[What you need to do]: List every line in the listing below that contains the word "stem", matching uppercase and lowercase exactly.

[Listing]:
•••••
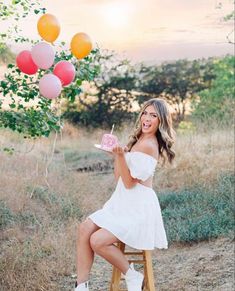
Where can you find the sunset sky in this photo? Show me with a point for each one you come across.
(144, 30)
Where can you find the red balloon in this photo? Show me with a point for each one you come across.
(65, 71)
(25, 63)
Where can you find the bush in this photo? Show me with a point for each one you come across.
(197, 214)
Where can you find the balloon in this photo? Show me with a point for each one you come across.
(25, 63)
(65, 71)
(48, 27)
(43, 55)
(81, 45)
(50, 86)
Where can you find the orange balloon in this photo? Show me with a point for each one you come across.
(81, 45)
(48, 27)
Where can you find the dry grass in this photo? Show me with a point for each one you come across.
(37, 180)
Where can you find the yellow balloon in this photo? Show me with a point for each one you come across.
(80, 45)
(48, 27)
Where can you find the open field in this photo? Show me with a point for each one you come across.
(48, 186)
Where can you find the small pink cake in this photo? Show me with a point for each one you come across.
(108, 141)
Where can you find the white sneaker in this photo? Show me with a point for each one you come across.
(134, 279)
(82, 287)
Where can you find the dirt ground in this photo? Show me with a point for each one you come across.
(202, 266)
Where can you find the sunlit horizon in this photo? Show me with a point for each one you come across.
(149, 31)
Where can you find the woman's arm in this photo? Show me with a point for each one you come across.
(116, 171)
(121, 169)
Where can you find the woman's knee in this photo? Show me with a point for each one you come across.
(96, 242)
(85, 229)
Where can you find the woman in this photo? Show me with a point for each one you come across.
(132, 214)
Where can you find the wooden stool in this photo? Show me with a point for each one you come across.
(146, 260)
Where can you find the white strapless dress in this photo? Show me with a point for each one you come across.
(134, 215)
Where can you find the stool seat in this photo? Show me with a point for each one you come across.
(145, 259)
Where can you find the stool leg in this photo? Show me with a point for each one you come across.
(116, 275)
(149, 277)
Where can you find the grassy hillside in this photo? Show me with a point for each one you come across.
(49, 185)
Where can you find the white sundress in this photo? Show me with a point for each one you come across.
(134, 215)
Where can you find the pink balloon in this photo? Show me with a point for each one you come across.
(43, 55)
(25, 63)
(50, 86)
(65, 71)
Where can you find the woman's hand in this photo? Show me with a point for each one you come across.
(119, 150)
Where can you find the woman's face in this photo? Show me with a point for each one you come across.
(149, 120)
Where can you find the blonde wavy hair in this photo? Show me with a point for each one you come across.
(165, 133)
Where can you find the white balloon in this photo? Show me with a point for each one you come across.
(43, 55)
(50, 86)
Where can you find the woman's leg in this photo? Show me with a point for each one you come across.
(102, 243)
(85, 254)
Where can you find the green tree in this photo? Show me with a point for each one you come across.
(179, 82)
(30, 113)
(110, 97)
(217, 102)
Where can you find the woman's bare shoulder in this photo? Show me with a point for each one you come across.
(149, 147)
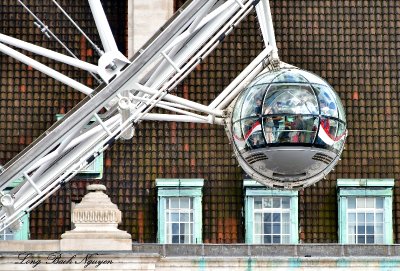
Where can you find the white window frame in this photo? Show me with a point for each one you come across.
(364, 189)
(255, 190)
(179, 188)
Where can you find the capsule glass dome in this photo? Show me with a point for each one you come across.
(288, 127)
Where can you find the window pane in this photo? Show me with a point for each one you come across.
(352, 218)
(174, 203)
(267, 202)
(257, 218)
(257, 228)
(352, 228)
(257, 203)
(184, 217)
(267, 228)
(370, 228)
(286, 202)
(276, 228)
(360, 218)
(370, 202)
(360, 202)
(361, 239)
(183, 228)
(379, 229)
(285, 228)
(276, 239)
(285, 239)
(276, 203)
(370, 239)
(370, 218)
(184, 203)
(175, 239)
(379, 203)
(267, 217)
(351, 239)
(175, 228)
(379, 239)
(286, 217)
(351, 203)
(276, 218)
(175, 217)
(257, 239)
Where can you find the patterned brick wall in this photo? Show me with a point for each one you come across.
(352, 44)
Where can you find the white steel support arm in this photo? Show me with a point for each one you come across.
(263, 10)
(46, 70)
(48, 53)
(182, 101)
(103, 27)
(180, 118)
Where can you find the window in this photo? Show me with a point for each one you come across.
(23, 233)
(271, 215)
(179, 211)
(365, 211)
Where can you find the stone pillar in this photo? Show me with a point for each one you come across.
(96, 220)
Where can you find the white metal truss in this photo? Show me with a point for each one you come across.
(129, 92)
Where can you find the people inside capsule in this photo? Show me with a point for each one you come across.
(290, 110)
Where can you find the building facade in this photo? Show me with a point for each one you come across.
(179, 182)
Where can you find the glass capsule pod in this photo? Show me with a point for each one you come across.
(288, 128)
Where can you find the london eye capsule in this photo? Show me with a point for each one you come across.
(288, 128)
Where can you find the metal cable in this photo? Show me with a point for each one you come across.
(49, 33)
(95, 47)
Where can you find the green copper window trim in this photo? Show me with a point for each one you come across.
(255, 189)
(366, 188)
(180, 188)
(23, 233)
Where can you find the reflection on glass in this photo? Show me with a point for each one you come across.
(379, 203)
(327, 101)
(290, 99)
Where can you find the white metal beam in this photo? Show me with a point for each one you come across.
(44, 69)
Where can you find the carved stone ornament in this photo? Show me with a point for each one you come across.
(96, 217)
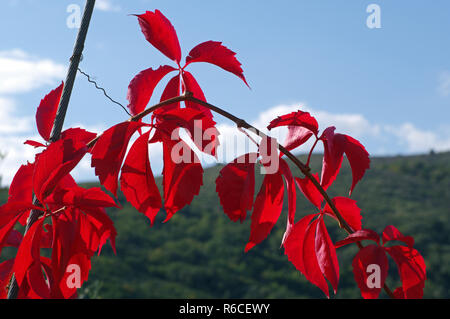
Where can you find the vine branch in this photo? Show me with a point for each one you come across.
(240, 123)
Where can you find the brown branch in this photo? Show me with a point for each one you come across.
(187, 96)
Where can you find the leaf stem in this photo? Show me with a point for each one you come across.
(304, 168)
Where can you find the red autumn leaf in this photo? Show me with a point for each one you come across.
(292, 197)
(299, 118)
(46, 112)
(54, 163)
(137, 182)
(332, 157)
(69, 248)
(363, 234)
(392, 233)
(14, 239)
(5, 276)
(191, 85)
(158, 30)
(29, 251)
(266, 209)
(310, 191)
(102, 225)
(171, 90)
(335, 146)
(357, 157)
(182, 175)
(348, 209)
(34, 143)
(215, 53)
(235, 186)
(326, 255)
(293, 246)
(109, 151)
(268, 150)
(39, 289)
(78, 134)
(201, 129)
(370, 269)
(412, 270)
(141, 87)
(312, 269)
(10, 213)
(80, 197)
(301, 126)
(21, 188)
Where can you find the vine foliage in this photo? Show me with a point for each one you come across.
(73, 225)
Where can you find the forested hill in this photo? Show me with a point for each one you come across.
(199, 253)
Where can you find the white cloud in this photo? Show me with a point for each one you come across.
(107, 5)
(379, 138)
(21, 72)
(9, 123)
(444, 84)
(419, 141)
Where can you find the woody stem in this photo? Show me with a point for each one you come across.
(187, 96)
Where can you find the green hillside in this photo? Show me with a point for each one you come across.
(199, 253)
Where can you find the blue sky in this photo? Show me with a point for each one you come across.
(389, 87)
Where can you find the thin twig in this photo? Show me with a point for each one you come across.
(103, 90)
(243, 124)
•••••
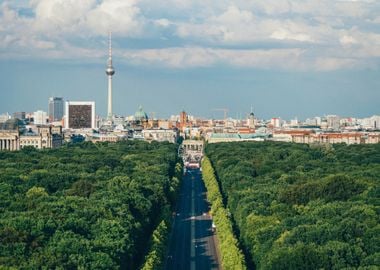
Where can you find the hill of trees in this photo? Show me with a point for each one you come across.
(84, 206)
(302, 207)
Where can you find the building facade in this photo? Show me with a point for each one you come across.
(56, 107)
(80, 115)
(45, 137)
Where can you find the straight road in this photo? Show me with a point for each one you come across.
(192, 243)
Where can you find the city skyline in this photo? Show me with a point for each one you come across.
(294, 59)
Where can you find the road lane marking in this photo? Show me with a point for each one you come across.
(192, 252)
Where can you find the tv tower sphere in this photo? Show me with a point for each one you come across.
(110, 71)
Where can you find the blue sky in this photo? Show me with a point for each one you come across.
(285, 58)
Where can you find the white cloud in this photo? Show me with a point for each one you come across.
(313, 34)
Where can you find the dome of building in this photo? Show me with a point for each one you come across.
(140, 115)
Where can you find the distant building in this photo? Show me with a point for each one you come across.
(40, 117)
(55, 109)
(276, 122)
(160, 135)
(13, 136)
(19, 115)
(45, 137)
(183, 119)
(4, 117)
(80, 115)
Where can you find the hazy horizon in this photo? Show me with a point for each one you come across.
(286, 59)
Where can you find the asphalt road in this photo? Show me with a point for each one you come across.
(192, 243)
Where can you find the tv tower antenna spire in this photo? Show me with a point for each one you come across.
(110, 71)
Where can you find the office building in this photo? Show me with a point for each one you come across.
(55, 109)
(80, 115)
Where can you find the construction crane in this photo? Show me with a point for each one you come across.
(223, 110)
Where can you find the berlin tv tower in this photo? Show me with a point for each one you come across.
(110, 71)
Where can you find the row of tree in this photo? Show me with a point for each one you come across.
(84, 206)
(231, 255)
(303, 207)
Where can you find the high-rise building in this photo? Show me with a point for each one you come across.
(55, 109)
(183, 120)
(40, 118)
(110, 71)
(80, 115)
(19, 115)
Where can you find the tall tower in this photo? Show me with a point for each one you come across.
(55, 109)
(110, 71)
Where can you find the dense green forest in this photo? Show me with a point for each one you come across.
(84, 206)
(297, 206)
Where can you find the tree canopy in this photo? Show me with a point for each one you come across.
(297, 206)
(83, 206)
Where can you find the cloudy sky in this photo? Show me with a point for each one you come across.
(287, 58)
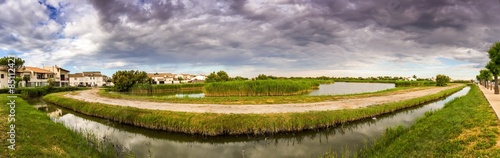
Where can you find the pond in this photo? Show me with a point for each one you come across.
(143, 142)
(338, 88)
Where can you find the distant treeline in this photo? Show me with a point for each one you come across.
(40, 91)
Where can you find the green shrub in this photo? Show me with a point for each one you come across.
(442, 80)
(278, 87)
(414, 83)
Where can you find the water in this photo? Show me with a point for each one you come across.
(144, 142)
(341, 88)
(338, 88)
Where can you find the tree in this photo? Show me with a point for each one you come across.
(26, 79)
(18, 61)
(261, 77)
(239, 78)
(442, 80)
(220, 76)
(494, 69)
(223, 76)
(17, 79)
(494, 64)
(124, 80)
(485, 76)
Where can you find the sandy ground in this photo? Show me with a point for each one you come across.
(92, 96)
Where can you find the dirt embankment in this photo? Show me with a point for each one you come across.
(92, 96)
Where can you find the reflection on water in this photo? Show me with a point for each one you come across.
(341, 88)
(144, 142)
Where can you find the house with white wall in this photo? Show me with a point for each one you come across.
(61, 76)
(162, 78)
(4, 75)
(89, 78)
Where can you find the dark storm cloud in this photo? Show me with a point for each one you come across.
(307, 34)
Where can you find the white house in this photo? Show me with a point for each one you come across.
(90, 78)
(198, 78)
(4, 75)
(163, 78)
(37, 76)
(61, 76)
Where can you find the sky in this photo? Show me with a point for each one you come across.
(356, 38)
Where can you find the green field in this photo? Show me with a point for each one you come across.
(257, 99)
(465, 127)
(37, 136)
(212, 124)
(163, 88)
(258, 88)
•••••
[Task solution]:
Where can you find the leaf stem in this photo? Show me with a point for each one you come across.
Where can you find the woody stem in this photo? Show me with a point for each one you come across.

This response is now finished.